[Records of labeled boxes]
____

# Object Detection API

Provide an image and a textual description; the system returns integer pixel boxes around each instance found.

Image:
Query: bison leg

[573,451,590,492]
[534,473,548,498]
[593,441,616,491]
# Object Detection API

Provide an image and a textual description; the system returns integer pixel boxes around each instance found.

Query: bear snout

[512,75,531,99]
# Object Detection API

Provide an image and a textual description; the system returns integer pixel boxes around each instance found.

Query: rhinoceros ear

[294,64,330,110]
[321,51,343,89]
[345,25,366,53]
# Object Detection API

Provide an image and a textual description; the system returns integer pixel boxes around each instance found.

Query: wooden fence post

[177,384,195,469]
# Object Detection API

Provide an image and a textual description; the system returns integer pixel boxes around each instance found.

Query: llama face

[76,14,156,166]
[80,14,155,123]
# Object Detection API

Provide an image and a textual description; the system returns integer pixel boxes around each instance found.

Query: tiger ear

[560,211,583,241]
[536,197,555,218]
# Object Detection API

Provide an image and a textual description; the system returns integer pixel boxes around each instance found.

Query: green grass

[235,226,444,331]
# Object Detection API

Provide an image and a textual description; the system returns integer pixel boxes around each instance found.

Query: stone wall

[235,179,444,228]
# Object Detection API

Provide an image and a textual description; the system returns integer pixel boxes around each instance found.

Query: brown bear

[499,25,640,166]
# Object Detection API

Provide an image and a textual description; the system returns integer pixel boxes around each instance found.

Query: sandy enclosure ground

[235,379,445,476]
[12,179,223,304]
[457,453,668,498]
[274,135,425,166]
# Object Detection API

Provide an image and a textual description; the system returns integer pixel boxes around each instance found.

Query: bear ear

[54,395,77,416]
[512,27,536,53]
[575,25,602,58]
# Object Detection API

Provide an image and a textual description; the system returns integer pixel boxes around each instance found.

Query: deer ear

____

▶ EXERCISE DIRECTIONS
Copy all of the records above line for line, without any changes.

▶ FINAL RESULT
# Object Detection API

Provide an image and a textual description; the system returns integer pixel boxes around each instance found.

Image:
Query: bison leg

[573,451,590,492]
[534,473,548,498]
[593,441,616,491]
# Object Detection API

Provide an image and a textual description; the system returns integer pixel boxes around each instance found.

Query: bear snout

[512,75,531,99]
# Object Detection API

Provide an image and a textual description; the system returns integer pixel boxes around each instance found.

Query: rhinoceros ear

[294,64,330,110]
[321,51,343,89]
[345,25,366,53]
# Object Detection API

Provide an image and a textual description; the system returns integer pixel boxes around each instance found.

Query: wooden fence post

[177,384,195,469]
# Object Detection API

Provide an image and a textual description; the system returns integer pixel boxes around each instance found.

Query: llama face

[76,14,156,166]
[80,14,155,123]
# Object Detection API

Provide an image and a textual description; the system returns integer pixel boxes around each instance found.

Query: tiger ear

[560,211,583,241]
[536,197,555,218]
# Object Detection API

Provide an image and a textual description; the system returns integer pixel boxes around each instance found.

Query: green grass

[235,226,444,331]
# Object Detection API

Provide an image and a textual description; the system returns integer pixel boxes around each instance found.

Query: stone wall

[235,179,444,228]
# Object Detection API

Provide an image and a textual description; the system returns integer pixel boxes around each instance found.

Query: brown bear

[499,25,640,166]
# Object Detection API

Provide an image and a textual description; the system returns integer pixel boxes around each instance found.

Query: sandy enclosure ground

[235,379,445,476]
[12,179,223,304]
[457,453,668,498]
[274,135,425,166]
# Object Detection API

Provide an image and a textual description; the system returns integer pixel boxes around each instance found.

Query: bear ear

[54,395,77,416]
[512,27,536,53]
[575,25,602,58]
# Object Detection API

Provide an image and a textual description; the system returns integer pixel boxes around each instance found.

Query: deer ear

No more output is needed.